» **TO DO**: Nothing in the records may be left out or altered; reproduce them all exactly.

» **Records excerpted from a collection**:
>> START
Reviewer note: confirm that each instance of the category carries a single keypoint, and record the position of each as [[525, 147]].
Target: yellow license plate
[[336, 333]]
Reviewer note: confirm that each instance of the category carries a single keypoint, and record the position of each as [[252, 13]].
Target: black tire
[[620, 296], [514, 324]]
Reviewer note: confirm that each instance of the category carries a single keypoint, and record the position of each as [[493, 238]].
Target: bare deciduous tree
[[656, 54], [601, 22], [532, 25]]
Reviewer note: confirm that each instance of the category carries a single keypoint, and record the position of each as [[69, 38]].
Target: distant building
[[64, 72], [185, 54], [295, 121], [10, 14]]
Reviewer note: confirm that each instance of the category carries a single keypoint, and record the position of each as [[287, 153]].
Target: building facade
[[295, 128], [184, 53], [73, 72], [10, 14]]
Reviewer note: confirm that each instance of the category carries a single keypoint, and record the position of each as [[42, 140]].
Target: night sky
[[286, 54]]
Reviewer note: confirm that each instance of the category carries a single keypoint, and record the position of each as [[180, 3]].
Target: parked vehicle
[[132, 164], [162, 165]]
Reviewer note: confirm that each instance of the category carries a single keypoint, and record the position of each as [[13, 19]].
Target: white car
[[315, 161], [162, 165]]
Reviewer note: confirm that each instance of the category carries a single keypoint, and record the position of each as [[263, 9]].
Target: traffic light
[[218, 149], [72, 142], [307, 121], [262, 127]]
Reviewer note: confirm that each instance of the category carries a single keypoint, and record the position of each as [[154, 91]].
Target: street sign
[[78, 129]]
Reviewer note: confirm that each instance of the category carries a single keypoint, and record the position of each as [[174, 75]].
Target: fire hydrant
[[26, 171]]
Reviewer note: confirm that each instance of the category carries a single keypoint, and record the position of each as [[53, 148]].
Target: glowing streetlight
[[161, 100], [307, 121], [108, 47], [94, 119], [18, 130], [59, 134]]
>> END
» **SOLUTION FOR THIS TASK**:
Reviewer note: confirm that each instance of the category carries a single keypoint, and record the position of each as [[525, 147]].
Target: yellow license plate
[[336, 333]]
Reviewer note: confirm that each instance of the category carries a single keypoint, and record the position of each as [[252, 13]].
Target: black tire
[[620, 296], [514, 324]]
Reviewer note: confirm that each instance of the category carries a single keypoint, and record the position of each as [[493, 238]].
Target: bare deciduous tree
[[656, 54], [601, 22], [532, 25]]
Reviewer note: confirm that each instance of the category carries a single keypoint, and record the position of each as [[69, 38]].
Target: distant building
[[64, 72], [185, 54], [295, 121], [10, 14]]
Reviewer note: confirm that each instance of the category carries a single keypoint, and record the position of each as [[287, 153]].
Target: building facade
[[295, 128], [184, 53], [73, 72], [10, 14]]
Reviewer note: confirm that each instance of the category carries a single keypoint, and record the position of each as [[42, 140]].
Target: night sky
[[286, 54]]
Reviewer note: confirm that each instance of the category carries a single keypoint, and record the position of each as [[180, 3]].
Target: parked vehicle
[[132, 164], [162, 165]]
Reviewer note: confirm that each instance of the category carries a single keypoint, and record the position of each as [[13, 19]].
Target: white car
[[315, 161], [162, 165]]
Reviewer note: confirm that each instance of the category carries a single keypoint, and record the position of each as [[263, 9]].
Target: traffic light
[[218, 149], [72, 142], [307, 121], [262, 127]]
Reviewer note: confirm that each instance of the category carries a single keypoint, and record the position of each as [[154, 91]].
Target: street sign
[[78, 129]]
Reviewer note: confirm that each instance of the category carries a single keypoint, and record the position of each as [[174, 75]].
Target: fire hydrant
[[26, 171]]
Reviewer note: confirm that each instance of the category carries a single keypoint, and record the position of each as [[53, 148]].
Target: glowing streetlight
[[161, 100], [307, 121], [108, 47], [94, 119], [18, 130], [59, 134]]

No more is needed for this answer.